# STORED ROWS
───
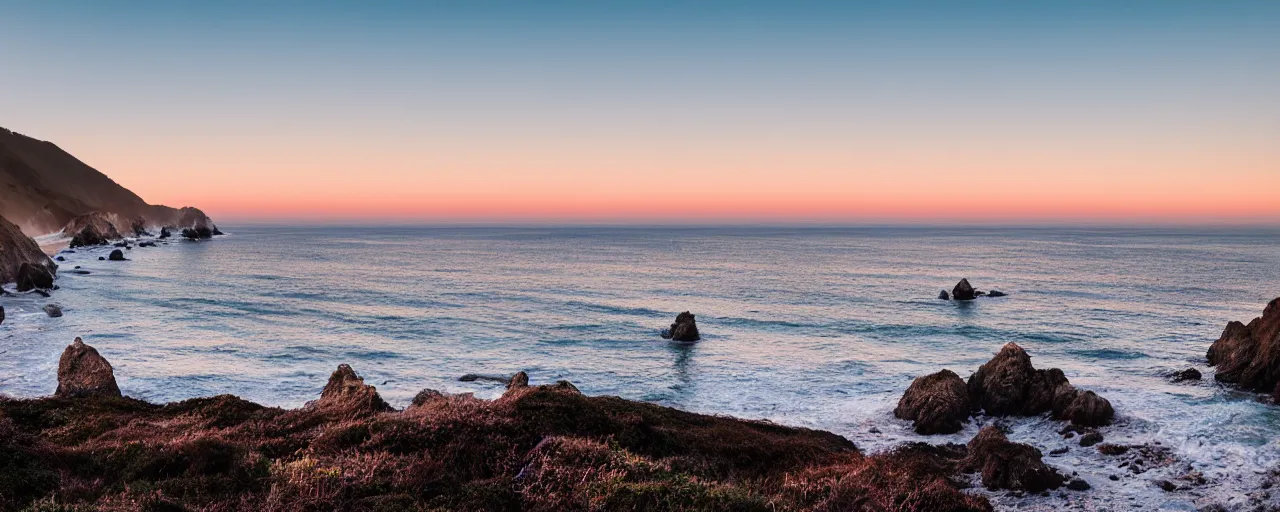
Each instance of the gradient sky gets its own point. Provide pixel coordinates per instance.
(617, 110)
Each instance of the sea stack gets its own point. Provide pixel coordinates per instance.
(685, 329)
(82, 373)
(1248, 356)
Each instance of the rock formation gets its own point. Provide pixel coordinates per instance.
(685, 329)
(17, 250)
(519, 380)
(94, 228)
(938, 403)
(1006, 465)
(348, 392)
(82, 373)
(45, 188)
(1248, 356)
(1009, 385)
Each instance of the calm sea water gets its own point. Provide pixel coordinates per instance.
(808, 327)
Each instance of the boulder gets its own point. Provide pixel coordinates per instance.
(82, 373)
(963, 291)
(685, 329)
(1248, 356)
(937, 403)
(519, 380)
(35, 277)
(1006, 465)
(348, 392)
(1009, 385)
(426, 396)
(91, 229)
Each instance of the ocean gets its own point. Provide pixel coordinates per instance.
(817, 327)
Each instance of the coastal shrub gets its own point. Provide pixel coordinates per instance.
(536, 448)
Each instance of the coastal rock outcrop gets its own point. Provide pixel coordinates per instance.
(35, 277)
(82, 373)
(1008, 465)
(1009, 385)
(18, 250)
(937, 403)
(685, 329)
(348, 392)
(1248, 356)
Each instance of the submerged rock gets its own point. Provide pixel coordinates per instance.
(1009, 385)
(82, 373)
(348, 392)
(685, 329)
(937, 403)
(1006, 465)
(35, 277)
(1248, 356)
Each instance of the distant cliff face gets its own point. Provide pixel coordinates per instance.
(42, 188)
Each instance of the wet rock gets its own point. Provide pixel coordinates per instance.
(1112, 449)
(35, 277)
(937, 403)
(1248, 356)
(82, 373)
(963, 291)
(519, 380)
(348, 392)
(1009, 385)
(1091, 439)
(1006, 465)
(685, 329)
(1086, 408)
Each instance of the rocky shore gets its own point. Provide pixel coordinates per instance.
(535, 448)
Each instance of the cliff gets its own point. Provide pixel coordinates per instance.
(45, 188)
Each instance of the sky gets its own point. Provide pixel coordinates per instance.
(662, 112)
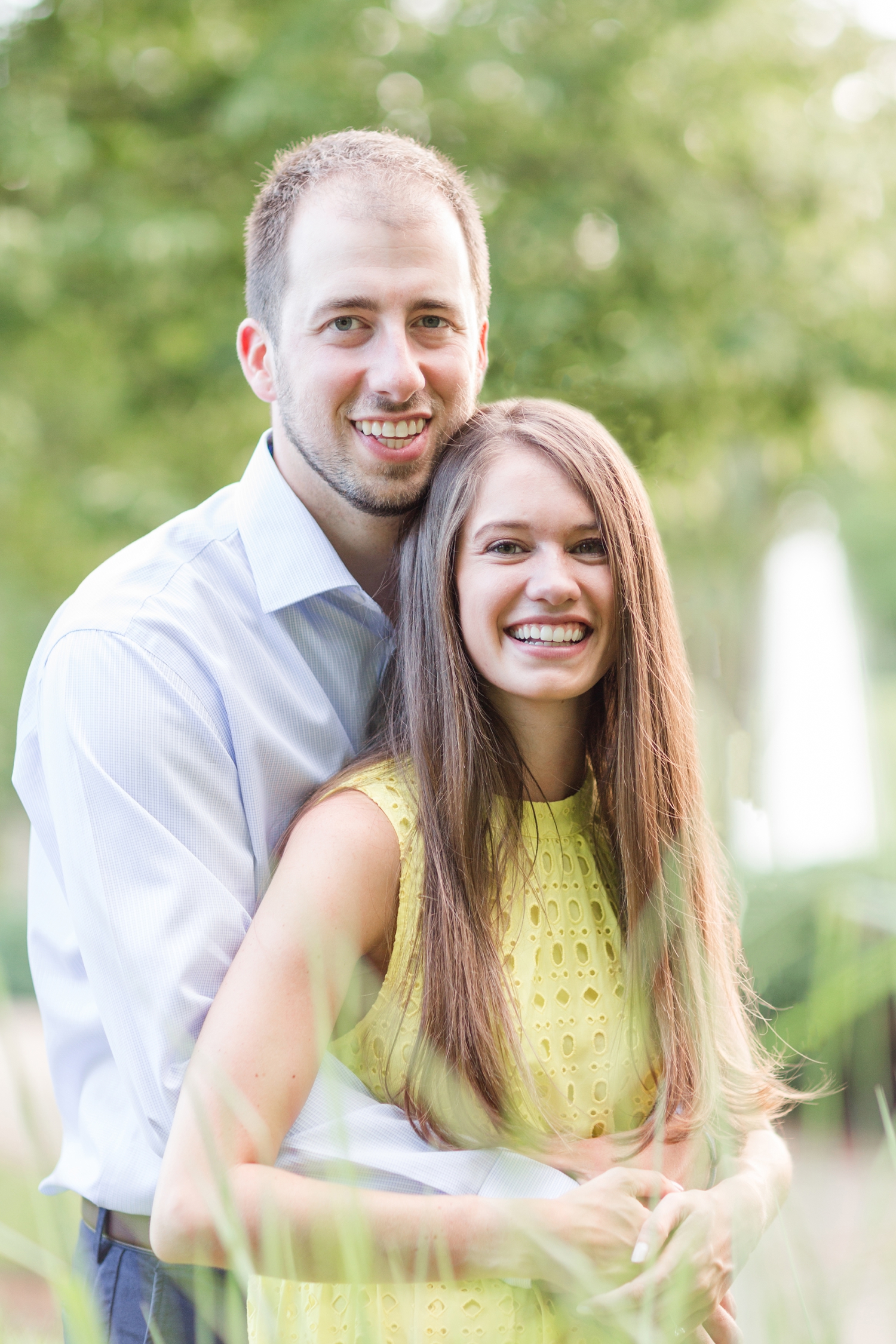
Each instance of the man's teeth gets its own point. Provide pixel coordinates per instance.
(391, 429)
(548, 633)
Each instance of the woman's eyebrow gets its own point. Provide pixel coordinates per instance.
(521, 526)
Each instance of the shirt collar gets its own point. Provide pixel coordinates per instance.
(289, 554)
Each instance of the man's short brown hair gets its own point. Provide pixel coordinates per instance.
(378, 155)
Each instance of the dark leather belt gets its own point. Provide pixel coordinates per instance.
(131, 1229)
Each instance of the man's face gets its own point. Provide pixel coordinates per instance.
(381, 357)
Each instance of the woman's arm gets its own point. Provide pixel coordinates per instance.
(332, 901)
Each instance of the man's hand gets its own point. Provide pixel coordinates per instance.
(692, 1244)
(596, 1226)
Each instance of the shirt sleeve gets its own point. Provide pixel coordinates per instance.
(144, 823)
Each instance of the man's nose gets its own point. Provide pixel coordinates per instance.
(395, 373)
(551, 578)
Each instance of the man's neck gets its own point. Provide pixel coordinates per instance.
(364, 544)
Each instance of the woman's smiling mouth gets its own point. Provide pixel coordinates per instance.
(544, 633)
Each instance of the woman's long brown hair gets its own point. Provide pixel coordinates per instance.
(661, 859)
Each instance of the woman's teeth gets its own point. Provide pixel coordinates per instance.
(391, 431)
(548, 633)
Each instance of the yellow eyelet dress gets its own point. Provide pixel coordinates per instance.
(591, 1074)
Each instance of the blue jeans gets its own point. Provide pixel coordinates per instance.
(143, 1302)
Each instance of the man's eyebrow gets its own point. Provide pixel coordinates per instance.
(373, 305)
(337, 305)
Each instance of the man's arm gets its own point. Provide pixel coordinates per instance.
(142, 818)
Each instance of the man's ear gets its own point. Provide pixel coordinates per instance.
(256, 354)
(483, 354)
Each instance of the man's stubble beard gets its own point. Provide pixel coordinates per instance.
(347, 483)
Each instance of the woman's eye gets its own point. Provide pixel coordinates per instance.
(591, 546)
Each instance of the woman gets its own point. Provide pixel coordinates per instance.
(527, 864)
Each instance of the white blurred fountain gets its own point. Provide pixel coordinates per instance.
(814, 775)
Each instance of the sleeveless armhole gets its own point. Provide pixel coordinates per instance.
(385, 785)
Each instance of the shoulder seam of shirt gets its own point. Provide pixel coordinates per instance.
(174, 574)
(164, 668)
(105, 630)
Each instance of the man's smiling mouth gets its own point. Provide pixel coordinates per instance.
(392, 433)
(571, 632)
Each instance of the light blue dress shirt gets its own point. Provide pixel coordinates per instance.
(180, 706)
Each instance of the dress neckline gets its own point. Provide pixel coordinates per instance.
(564, 818)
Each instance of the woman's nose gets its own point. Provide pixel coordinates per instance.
(551, 579)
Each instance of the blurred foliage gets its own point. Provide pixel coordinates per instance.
(686, 203)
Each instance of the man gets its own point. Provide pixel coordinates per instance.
(204, 680)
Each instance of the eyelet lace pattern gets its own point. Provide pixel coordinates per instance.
(591, 1073)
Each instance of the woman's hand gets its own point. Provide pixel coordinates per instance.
(596, 1228)
(688, 1162)
(692, 1245)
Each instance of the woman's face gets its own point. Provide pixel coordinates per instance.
(533, 584)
───
# EXERCISE DIRECTIONS
All lines from the one that contains "Each instance of the shoulder" through the end of the material are to be quoted exactly, with both ends included.

# WRITTEN SOLUTION
Each instance of the shoulder seam of shirt gets its own point. Provide pixel coordinates per instance.
(174, 574)
(164, 668)
(105, 630)
Each instance of the man's smiling mouth gets its own point. Provide pixel coordinates per instance.
(392, 433)
(571, 632)
Each instance of the light blue dress shirt gets its own point. Provide pixel coordinates per instance.
(180, 706)
Each instance of the dress neckline gets its own point. Provide pixel coordinates per instance.
(564, 818)
Each instance of the woman's nose gets its own point. Provide pixel coordinates per instance.
(551, 579)
Each instance of the blurred foliage gets its own point. Provide pixel coordinates per instance.
(686, 203)
Each instance of the man gets its own point. Provide pixel coordinates per instance.
(204, 680)
Each instance of the eyelet lace pattern gets its own point. Provide pixel coordinates per instance.
(591, 1073)
Each instance of the woman's hand gets its own point. Provide pixel coordinates per instance.
(596, 1228)
(688, 1162)
(692, 1245)
Each instance of the woman's face gets its own point. Provide pixel coordinates per instance.
(533, 584)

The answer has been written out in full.